#### Instruction
Lay out the entries below as a JSON list of strings with one string per line, skipping any blank lines.

#### Information given
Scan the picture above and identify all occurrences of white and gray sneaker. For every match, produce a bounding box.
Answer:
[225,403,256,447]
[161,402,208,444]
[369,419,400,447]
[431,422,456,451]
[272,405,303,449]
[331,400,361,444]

#### Finished answer
[
  "Scan the picture above and identify all occurrences of white and gray sneaker. For every match, produce a bounding box.",
  "Answer:",
  "[225,403,256,447]",
  "[161,402,208,444]",
  "[369,419,400,447]",
  "[431,422,456,451]",
  "[272,405,303,449]",
  "[331,400,361,444]"
]